== Work required ==
Put every line of the material below into a Markdown table with a Number column for the row count and an Entry column for the line itself, skipping blank lines. Leave the pictures out of the answer.

== Records ==
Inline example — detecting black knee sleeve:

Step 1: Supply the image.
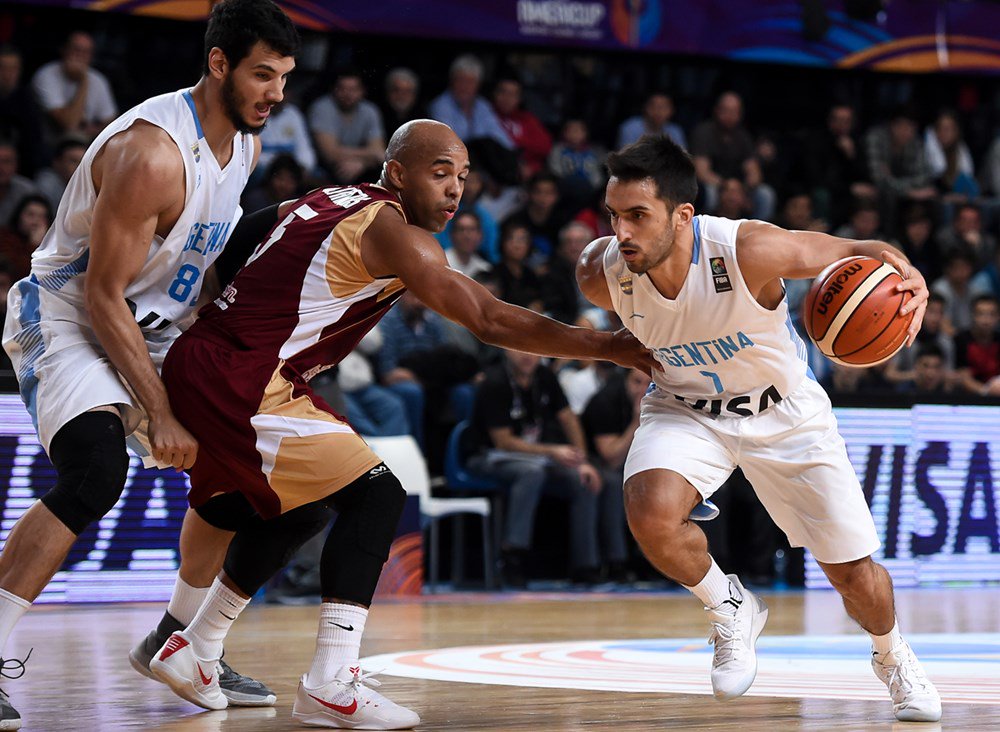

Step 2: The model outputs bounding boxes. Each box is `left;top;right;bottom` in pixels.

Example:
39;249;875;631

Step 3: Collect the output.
194;493;263;531
41;412;128;535
320;463;406;606
224;499;333;597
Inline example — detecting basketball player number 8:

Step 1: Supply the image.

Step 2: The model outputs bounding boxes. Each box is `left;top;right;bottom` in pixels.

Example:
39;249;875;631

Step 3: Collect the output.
167;264;201;302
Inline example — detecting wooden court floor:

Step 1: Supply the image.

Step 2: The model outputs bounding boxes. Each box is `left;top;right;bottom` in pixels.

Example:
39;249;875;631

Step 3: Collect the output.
3;589;1000;732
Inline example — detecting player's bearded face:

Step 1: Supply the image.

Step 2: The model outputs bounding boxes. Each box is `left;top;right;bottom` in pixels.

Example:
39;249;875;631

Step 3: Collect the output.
605;178;675;274
220;73;267;135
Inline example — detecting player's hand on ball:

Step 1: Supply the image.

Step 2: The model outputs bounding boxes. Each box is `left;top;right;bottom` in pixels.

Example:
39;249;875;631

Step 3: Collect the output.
607;328;663;375
149;414;198;472
882;252;930;346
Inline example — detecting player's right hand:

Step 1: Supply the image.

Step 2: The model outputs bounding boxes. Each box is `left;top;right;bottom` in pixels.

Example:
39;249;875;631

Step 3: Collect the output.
607;328;663;376
149;414;198;472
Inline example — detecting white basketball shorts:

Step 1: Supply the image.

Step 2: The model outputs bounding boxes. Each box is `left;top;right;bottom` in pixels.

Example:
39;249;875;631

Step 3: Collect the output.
625;378;880;564
3;277;142;452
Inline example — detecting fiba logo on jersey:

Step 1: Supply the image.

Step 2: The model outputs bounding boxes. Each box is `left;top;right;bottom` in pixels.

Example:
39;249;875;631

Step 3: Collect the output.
611;0;663;48
708;257;733;292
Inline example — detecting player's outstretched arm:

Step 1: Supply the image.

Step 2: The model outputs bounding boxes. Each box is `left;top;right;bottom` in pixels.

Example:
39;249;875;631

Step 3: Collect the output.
576;236;615;310
361;207;658;372
736;221;929;345
84;123;198;468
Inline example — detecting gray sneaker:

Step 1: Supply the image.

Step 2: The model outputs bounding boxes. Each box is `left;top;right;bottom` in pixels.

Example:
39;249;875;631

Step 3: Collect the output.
131;613;278;708
0;651;31;730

== Finished answer ==
| Number | Entry |
|---|---|
| 1 | Inline example — detecting black knee sleeve: |
| 2 | Step 1: Supply the image. |
| 3 | Step 2: The model outputs bounding boxes. Each box is `left;top;right;bottom` in pixels. |
| 4 | Example: |
| 5 | 39;249;875;631 |
| 6 | Step 3: Collect the output. |
| 7 | 194;493;263;531 |
| 8 | 41;412;128;535 |
| 9 | 320;463;406;606 |
| 10 | 224;499;333;597 |
| 11 | Inline example — detecting basketball player number 8: |
| 12 | Step 1: Supply the image. |
| 13 | Step 2: The model outputs bounding boxes. Each box is `left;top;right;bottom` in pixels. |
| 14 | Example: |
| 15 | 39;249;875;631 |
| 16 | Step 3: Collect the output. |
| 17 | 167;264;201;302 |
| 18 | Inline example — detecting wooden court floor: |
| 19 | Step 1: Supply the image. |
| 20 | Step 2: The model outputs bounding boxes. Each box is `left;top;right;bottom` in pixels. |
| 21 | Example: |
| 22 | 39;249;875;631 |
| 23 | Step 3: Collect the output. |
| 24 | 3;589;1000;732 |
| 25 | Inline example — detecting player's bearded face: |
| 26 | Step 1: Supply the image. |
| 27 | Step 2: The model outputs bounding boxes. Each box is `left;top;right;bottom` in pixels. |
| 28 | Example: |
| 29 | 39;249;875;631 |
| 30 | Step 3: Collect the output. |
| 31 | 605;178;675;274 |
| 32 | 220;73;267;135 |
| 33 | Inline example — detecting player's hand on ball: |
| 34 | Step 1: Supply the image. |
| 35 | Step 2: The model outputs bounding boxes. Each box is `left;top;right;bottom` in pixels. |
| 36 | Example: |
| 37 | 39;249;875;631 |
| 38 | Step 3: Collect the output. |
| 39 | 607;328;663;375 |
| 40 | 149;414;198;472 |
| 41 | 882;252;930;346 |
| 42 | Inline example — detecting player's right hand: |
| 43 | Step 1: Supply the image. |
| 44 | Step 2: The model outputs bounding boxes. Each box is `left;top;right;bottom` in pixels. |
| 45 | Example: |
| 46 | 39;249;875;631 |
| 47 | Step 3: Collect the output. |
| 48 | 607;328;663;376 |
| 49 | 149;414;198;472 |
| 50 | Inline example — detecting white basketball shorts: |
| 51 | Step 1: Supply the image. |
| 52 | Step 2: The model outputs bounding boxes. Each box is `left;top;right;bottom` in pixels. |
| 53 | Example: |
| 54 | 39;249;875;631 |
| 55 | Step 3: Collect the output. |
| 56 | 625;378;880;564 |
| 57 | 3;277;142;452 |
| 58 | Inline example — detecting fiba logo on jersey: |
| 59 | Step 1: Supply the image. |
| 60 | Step 2: The model outputs bounding boxes. Each box is `left;top;right;bottom` in pixels. |
| 61 | Example: |
| 62 | 39;249;875;631 |
| 63 | Step 3: Collect the output. |
| 64 | 611;0;663;48 |
| 65 | 708;257;733;292 |
| 66 | Inline example — detecting player's outstretched arm: |
| 67 | Step 1: Supply the image. |
| 68 | Step 2: The model outputs bounding boxes. Each box is `left;top;right;bottom` in pixels. |
| 69 | Example: |
| 70 | 39;249;875;631 |
| 71 | Step 3: Collect the output. |
| 72 | 576;236;615;310 |
| 73 | 361;207;658;372 |
| 74 | 736;221;929;345 |
| 75 | 84;123;198;468 |
| 76 | Inline example — detecting gray sneaker: |
| 77 | Step 1: Supply the image. |
| 78 | Step 2: The model outputs bounding boxes. Each box is `left;top;right;bottom` in pixels. |
| 79 | Example: |
| 80 | 39;249;875;631 |
| 81 | Step 3: Collect the output. |
| 82 | 131;613;278;708 |
| 83 | 0;651;31;730 |